What is needed:
Reproduce every one of the following entries word for word.

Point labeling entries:
□ □ □ □ □ □ □

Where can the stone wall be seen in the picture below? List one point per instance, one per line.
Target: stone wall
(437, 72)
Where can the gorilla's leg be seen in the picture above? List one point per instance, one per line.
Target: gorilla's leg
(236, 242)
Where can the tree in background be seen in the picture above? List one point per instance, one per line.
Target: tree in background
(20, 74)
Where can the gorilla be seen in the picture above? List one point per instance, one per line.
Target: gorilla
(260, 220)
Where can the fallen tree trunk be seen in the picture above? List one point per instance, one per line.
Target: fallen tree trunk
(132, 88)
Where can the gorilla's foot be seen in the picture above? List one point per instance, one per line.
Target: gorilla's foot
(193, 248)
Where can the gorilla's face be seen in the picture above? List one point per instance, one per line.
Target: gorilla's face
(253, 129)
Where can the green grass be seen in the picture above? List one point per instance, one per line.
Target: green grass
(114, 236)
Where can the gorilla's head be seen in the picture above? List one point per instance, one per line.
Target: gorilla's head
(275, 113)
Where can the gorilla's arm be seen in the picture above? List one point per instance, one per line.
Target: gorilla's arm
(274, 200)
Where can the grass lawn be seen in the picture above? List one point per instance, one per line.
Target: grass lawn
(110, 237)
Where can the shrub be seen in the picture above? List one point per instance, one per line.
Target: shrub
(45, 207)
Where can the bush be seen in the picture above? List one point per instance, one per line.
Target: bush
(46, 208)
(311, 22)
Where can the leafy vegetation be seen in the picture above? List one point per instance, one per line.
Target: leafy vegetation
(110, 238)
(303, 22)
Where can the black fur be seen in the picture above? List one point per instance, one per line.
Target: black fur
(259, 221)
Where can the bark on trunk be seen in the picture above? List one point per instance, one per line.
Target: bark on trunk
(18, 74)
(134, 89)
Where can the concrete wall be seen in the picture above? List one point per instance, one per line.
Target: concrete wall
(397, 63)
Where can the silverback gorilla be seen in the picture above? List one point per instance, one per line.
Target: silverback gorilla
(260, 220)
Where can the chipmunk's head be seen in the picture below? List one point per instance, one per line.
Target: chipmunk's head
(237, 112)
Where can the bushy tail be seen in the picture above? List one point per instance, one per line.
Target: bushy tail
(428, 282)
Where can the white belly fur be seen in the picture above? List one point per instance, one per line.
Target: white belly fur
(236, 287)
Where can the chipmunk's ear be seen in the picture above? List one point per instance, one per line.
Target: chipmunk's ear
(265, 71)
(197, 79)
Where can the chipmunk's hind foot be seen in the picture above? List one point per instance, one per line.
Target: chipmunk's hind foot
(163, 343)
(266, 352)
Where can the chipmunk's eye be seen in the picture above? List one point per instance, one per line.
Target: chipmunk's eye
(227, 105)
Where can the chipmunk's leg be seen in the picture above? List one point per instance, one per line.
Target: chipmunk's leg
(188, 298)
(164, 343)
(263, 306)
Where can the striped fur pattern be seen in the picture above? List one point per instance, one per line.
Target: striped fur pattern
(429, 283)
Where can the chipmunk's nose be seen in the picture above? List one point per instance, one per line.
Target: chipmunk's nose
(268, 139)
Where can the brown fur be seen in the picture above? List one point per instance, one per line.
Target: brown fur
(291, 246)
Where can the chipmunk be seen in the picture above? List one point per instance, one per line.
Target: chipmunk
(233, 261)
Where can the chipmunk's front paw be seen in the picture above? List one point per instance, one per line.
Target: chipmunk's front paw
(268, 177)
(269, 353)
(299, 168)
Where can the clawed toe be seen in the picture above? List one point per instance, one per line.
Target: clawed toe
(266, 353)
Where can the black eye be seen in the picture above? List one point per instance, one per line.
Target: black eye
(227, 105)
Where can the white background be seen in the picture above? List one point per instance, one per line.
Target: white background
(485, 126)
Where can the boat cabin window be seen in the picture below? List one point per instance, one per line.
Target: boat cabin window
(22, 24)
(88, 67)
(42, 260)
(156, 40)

□ □ □ □ □ □ □

Exercise output:
Where can the stone wall be seen in the picture below? List one point per instance, one per line.
Target: stone wall
(437, 72)
Where can the gorilla's leg be seen in the picture above? List one point per instance, one per line.
Target: gorilla's leg
(236, 242)
Where can the tree in background be seen in the picture above? List one point per instance, one per line.
Target: tree in background
(20, 74)
Where can the gorilla be seen in the picture above? List one point per instance, one per line.
Target: gorilla
(260, 220)
Where can the fallen tree trunk be seen in the picture above? List one point per instance, one per line.
Target: fallen tree trunk
(132, 88)
Where can the gorilla's foot be seen in the picture above? List one point per instance, one per line.
Target: gorilla's foot
(193, 248)
Where can the gorilla's face be seen in the picture above? List one point per instance, one per line.
Target: gorilla's face
(253, 129)
Where can the green grass be seen in the picture above? List one point per instance, one per line.
Target: green grass
(114, 236)
Where can the gorilla's head be seen in the picture above? List one point per instance, one per line.
Target: gorilla's head
(275, 113)
Where can the gorilla's arm be seen in the picture above? List one point per instance, one per line.
Target: gorilla's arm
(274, 200)
Where can the grass lawn be seen in the picture above? List one point per instance, one per line.
Target: grass lawn
(110, 237)
Where can the shrub be seen in the picture above? List one point per instance, one per line.
Target: shrub
(45, 207)
Where can the bush be seen in the picture above? List one point per instance, one per line.
Target: bush
(46, 208)
(311, 22)
Where can the leafy vegetation be seen in the picture above? List one point per instance, one per line.
Target: leafy vegetation
(110, 238)
(303, 22)
Where can the black fur be seen in the picture above? List one point per instance, one per line.
Target: black fur
(259, 221)
Where can the bark on trunk be seen in the picture above? List one point per instance, one per line.
Target: bark on trunk
(18, 74)
(134, 89)
Where can the concrete wall be seen in the picture above? List one point per instance, one per line.
Target: concrete wall
(397, 63)
Where can the silverback gorilla be seen in the picture above? List one point per instance, one per line.
Target: silverback gorilla
(260, 220)
Where can the chipmunk's head be seen in the picture below? List one point per instance, one per line.
Target: chipmunk's head
(237, 112)
Where can the bushy tail be seen in the picture above? List one point per instance, one per line.
Target: bushy tail
(428, 282)
Where can the white belly fur be seen in the picture above? List one point per instance, one per line.
Target: white belly fur
(236, 287)
Where can the chipmunk's ear be seen in the picture above? List one point per instance, one per line.
Target: chipmunk's ear
(265, 71)
(197, 79)
Where can the chipmunk's hind foot be seen in the picture above? List one point per instance, one per line.
Target: chipmunk's hind foot
(163, 343)
(266, 352)
Where can the chipmunk's eye be seen in the picture above? List one point per instance, one per line.
Target: chipmunk's eye
(227, 105)
Where can the chipmunk's leg be seen in the picture above? List one point per instance, one per line.
Target: chipmunk's leg
(188, 298)
(164, 343)
(263, 306)
Where can the striped fur pattern be seen in the picture above? List one point per instance, one per line.
Target: striped fur pattern
(429, 283)
Where can the chipmunk's nose be seen in the picture above? List one point per instance, one per line.
Target: chipmunk's nose
(268, 139)
Where can the brown fur be seen in the picture above? List one point per instance, one per line.
Target: brown fur
(291, 246)
Where can the chipmunk be seen in the picture above? List one point per instance, one per line.
Target: chipmunk
(233, 261)
Where can the chipmunk's front paw be seen in the picture above? List one point per instance, one per line.
Target: chipmunk's front paw
(268, 177)
(269, 353)
(299, 168)
Where can the clawed toe be seen in the picture above? List one point per instance, one per line.
Target: clawed toe
(266, 353)
Where can the black eye be seen in the picture above? List one point per instance, one per line.
Target: black eye
(227, 105)
Where can the white background be seen in the picture above? List one point per instance, one per line.
Target: white background
(485, 126)
Where can the boat cabin window be seen in the picture below? List one point per instance, one per line.
Target: boat cabin window
(22, 24)
(88, 67)
(42, 260)
(156, 40)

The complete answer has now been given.